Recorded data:
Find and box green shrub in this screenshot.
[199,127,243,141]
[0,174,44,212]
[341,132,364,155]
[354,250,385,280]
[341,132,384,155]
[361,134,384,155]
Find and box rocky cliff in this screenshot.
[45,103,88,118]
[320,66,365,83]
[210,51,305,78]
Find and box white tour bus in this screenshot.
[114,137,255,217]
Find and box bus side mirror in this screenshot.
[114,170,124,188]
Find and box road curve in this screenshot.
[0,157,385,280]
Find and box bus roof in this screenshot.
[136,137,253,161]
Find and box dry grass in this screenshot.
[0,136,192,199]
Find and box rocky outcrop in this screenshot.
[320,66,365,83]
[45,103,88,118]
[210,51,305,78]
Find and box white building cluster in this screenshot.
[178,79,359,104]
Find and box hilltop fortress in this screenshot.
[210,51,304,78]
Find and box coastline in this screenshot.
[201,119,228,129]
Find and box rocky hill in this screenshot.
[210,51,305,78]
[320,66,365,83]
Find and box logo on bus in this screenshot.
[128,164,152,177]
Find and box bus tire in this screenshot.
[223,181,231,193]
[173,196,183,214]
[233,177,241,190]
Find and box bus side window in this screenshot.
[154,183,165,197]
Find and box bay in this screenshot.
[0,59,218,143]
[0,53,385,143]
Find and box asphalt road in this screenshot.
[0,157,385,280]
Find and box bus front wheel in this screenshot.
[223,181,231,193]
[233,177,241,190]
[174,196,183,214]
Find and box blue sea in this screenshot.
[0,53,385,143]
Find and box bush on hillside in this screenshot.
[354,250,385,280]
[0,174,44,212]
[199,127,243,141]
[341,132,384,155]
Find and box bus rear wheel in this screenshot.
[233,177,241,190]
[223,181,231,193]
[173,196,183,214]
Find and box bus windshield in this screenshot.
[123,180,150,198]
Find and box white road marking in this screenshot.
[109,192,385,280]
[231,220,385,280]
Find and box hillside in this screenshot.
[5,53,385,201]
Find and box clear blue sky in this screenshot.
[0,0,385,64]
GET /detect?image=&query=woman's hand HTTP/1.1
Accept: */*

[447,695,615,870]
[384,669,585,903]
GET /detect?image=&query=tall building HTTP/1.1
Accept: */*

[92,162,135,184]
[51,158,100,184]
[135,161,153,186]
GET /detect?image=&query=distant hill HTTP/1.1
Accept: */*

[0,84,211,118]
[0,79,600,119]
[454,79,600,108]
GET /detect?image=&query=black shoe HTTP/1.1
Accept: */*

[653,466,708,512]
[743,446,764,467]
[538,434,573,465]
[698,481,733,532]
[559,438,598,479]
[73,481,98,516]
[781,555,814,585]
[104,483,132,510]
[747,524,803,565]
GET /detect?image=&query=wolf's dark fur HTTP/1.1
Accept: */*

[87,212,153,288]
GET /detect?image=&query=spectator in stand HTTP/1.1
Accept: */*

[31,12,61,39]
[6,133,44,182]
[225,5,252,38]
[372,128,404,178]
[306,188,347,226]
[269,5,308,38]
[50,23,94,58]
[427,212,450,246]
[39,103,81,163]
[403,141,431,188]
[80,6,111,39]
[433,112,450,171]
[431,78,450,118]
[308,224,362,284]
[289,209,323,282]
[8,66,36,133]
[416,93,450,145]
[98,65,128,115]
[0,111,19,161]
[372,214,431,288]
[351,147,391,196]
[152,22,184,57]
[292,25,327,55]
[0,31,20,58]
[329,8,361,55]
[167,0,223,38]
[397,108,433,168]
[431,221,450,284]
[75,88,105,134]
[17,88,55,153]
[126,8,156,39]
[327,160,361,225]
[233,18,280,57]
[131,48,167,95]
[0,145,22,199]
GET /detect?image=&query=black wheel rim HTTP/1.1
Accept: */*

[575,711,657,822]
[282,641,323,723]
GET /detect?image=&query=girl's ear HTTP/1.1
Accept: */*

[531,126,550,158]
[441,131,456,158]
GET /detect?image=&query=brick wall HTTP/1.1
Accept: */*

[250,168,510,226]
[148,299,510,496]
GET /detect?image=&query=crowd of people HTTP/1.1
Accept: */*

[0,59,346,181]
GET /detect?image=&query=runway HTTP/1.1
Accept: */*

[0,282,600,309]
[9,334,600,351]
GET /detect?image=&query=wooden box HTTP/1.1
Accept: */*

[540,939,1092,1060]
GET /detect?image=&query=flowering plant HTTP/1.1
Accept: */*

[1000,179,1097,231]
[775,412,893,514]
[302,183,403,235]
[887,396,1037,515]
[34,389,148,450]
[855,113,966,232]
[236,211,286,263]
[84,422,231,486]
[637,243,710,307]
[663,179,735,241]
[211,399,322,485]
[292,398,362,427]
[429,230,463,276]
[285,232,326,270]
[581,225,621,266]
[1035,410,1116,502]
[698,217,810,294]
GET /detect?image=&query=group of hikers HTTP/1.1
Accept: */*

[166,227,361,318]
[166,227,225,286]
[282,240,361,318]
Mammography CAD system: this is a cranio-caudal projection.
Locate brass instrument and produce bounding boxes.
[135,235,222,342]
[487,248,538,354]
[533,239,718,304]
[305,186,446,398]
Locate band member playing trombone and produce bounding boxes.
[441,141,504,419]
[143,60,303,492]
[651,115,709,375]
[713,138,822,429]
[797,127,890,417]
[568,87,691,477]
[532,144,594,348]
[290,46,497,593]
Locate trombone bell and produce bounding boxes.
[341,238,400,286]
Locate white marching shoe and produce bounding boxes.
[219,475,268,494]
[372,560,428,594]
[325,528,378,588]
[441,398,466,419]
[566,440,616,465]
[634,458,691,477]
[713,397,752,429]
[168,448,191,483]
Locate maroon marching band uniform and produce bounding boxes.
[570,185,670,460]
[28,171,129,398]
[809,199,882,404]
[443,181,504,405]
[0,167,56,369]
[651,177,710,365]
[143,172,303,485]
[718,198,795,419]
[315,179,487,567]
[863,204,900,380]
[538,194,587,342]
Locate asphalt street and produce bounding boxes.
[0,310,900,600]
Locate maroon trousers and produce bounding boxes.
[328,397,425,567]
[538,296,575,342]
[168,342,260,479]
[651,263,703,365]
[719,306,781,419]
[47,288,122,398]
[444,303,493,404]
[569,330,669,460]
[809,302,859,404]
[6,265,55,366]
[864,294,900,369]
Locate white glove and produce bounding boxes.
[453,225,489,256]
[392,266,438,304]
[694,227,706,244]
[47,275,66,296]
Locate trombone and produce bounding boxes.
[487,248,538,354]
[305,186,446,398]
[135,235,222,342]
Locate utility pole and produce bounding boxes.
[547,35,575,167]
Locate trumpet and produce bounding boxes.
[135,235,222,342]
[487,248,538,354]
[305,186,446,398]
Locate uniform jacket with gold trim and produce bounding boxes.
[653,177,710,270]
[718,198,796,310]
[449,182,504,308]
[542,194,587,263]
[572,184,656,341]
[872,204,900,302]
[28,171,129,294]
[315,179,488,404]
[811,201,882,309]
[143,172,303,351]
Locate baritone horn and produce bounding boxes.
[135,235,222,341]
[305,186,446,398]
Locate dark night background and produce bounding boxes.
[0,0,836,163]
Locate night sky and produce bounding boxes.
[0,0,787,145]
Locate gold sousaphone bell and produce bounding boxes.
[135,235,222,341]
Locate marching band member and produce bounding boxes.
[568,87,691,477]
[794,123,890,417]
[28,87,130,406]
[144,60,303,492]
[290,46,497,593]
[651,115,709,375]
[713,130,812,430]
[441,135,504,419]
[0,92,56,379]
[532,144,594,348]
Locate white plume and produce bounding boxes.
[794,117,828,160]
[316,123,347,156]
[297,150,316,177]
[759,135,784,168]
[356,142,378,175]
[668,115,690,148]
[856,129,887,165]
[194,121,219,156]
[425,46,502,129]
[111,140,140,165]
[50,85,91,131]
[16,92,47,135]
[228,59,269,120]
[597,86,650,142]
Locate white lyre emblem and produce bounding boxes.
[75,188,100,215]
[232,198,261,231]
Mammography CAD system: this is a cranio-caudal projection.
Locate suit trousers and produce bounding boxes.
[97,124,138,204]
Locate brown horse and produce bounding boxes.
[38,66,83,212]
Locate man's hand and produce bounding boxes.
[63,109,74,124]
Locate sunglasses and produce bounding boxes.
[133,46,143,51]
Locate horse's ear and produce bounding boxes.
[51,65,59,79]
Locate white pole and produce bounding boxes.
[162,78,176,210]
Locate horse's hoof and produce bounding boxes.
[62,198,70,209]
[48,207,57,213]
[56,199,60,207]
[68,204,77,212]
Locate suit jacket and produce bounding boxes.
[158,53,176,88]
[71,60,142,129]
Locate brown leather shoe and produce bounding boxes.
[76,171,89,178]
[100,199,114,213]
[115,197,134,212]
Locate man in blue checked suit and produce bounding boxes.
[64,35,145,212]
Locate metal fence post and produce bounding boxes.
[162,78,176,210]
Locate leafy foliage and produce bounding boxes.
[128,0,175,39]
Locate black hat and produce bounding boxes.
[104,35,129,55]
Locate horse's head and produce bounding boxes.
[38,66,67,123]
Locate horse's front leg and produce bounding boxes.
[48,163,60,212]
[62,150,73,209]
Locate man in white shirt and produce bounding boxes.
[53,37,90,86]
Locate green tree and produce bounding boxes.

### Exercise directions
Please select every line of the material above that contains the string "gold" and copy those lines as they appear. Treat case as significant.

### Task solution
Locate uniform jacket with gold trim and produce bounding boxes.
Locate gold sousaphone bell and produce bounding boxes.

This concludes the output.